Exercise brief.
Reproduce verbatim every line from the one that includes "For every instance of the small" to the closing line of the entries; omit everything before it.

Provided entries.
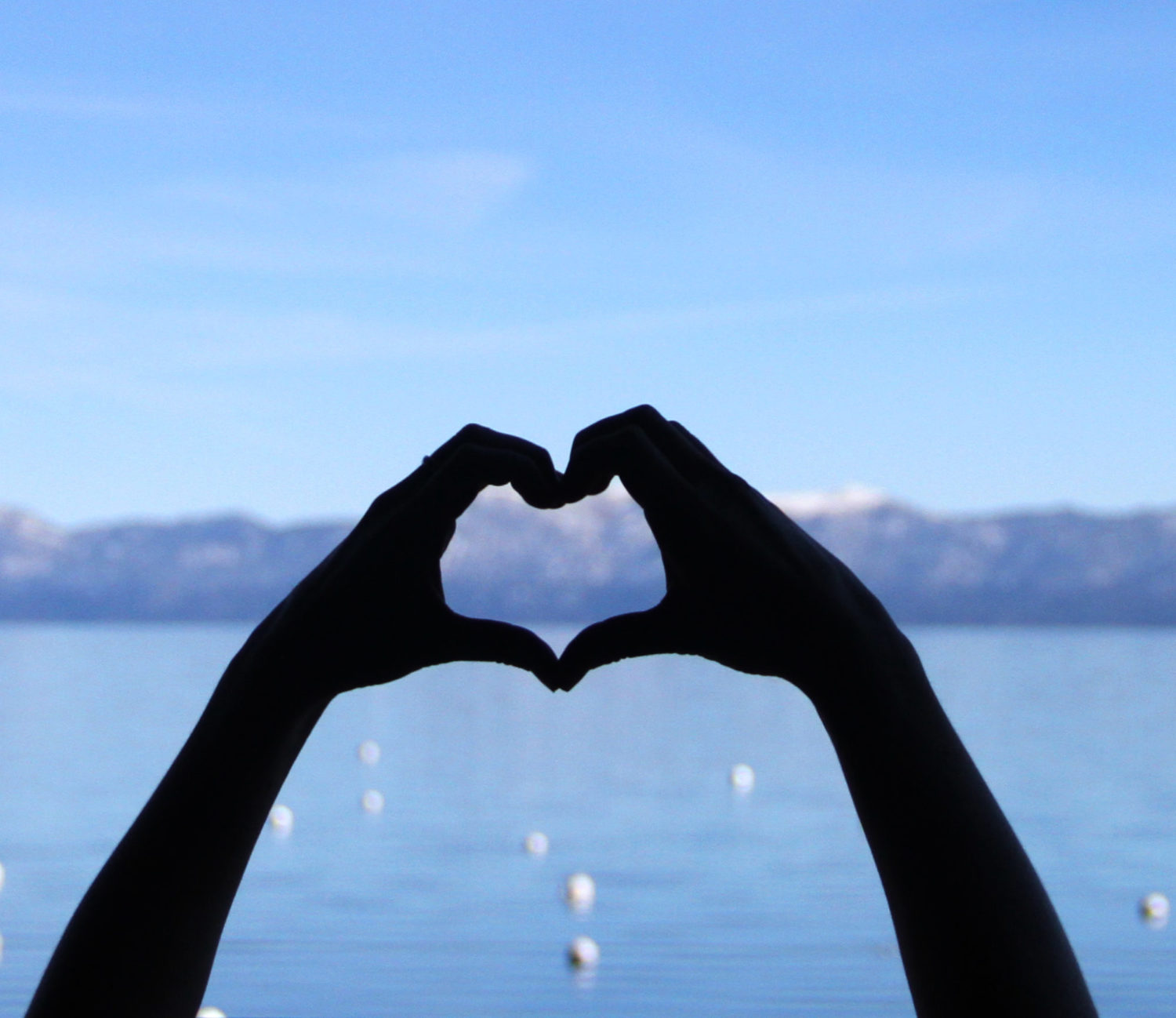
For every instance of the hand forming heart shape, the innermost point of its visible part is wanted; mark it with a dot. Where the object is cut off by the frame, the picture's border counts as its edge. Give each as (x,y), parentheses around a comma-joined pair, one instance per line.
(745,585)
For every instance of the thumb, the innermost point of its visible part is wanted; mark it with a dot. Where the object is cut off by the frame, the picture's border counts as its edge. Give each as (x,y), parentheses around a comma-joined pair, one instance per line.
(630,636)
(489,641)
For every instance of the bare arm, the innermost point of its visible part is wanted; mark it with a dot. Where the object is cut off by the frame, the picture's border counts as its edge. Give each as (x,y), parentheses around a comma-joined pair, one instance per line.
(143,938)
(748,589)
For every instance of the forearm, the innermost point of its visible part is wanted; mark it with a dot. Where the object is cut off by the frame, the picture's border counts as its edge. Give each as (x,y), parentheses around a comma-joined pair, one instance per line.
(146,933)
(978,933)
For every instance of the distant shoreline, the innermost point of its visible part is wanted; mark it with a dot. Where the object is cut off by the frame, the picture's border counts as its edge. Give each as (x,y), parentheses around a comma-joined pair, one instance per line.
(1053,568)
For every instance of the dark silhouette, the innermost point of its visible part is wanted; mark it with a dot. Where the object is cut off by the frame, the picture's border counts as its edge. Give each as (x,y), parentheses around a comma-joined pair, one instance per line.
(745,587)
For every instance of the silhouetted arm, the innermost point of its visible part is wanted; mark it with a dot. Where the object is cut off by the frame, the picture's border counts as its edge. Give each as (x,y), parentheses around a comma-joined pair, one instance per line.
(143,940)
(745,587)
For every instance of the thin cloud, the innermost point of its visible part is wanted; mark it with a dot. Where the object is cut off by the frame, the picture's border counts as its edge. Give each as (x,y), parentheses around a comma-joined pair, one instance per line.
(448,190)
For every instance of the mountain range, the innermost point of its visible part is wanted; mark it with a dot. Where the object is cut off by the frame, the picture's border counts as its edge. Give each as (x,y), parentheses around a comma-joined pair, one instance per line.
(597,558)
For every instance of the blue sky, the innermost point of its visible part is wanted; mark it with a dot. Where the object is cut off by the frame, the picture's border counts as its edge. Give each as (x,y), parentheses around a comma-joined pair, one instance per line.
(266,256)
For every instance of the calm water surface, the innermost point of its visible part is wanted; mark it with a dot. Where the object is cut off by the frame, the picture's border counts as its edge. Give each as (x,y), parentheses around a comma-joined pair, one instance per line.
(708,902)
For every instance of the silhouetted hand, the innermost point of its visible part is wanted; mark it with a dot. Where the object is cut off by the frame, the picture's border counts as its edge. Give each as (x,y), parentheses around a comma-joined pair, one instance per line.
(745,587)
(374,609)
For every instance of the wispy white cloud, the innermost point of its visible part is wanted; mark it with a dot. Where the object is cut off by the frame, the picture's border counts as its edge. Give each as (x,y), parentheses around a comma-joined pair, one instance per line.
(449,190)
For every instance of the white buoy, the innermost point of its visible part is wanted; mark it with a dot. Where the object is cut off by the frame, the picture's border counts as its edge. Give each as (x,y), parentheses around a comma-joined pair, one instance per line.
(1155,910)
(742,778)
(580,893)
(536,843)
(583,952)
(281,820)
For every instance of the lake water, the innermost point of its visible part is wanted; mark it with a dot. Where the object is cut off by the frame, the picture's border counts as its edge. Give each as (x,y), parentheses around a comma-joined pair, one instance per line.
(708,902)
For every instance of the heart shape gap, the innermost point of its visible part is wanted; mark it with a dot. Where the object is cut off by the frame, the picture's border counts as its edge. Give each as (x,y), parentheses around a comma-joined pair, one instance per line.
(576,565)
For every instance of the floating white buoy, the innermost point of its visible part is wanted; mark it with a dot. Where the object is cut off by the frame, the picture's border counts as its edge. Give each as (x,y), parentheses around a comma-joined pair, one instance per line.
(580,891)
(583,952)
(742,778)
(1155,910)
(281,820)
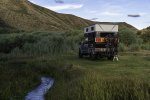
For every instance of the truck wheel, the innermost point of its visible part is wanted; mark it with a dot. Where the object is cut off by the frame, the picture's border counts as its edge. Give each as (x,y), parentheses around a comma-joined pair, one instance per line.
(93,56)
(110,58)
(80,54)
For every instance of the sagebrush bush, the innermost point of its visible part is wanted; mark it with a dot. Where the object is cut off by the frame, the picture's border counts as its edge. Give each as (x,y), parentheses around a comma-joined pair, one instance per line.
(134,47)
(122,47)
(146,46)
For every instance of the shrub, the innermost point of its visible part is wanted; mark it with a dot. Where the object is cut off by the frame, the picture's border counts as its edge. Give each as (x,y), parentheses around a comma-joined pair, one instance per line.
(146,46)
(122,47)
(134,47)
(127,37)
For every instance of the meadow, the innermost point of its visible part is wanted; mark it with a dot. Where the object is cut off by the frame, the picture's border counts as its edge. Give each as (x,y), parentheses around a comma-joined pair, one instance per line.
(25,57)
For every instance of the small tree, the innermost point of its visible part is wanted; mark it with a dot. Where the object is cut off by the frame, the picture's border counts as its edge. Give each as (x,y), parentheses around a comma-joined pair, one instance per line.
(146,36)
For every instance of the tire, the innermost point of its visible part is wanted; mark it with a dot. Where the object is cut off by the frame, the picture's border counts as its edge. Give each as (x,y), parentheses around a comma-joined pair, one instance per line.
(93,56)
(110,58)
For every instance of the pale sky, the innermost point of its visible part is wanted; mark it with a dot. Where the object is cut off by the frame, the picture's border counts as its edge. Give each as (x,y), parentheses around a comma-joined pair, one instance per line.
(103,10)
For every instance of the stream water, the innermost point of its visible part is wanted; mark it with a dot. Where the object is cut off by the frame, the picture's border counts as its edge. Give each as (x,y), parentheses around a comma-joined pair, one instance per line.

Completed exercise.
For every instance of the small tree, the innermost point of its visible part is wanted; mark it with a dot. Where the object is cut off by the frame, the picture's border counts as its edge. Give each as (x,y), parentheses around a comma-joined pair, one instance per line.
(146,36)
For every instance of the tire, the innermost point of its visible part is wanted; mark it with a dot. Where the object is cut off by the frame, the picture's border counts as its edge. Give each as (x,y), parentheses around a comma-joined pair, one instance per line.
(93,56)
(110,58)
For every instance of the pale sky, the innermost point of its visible part is wanted; mark it with a dot. Where the object is cut off by the frame, the picture's border counts as its edge. Give each as (x,y), parentheses around a comma-joined pair, one instance per line.
(103,10)
For every instance of the stream water, the innermost point of its visible part is wanted; mark it with a dot. Where the object is cut off by the frame, the picture's border counts as its edge. Give each as (x,y), parentheses around a comma-joined pair, one instance per line.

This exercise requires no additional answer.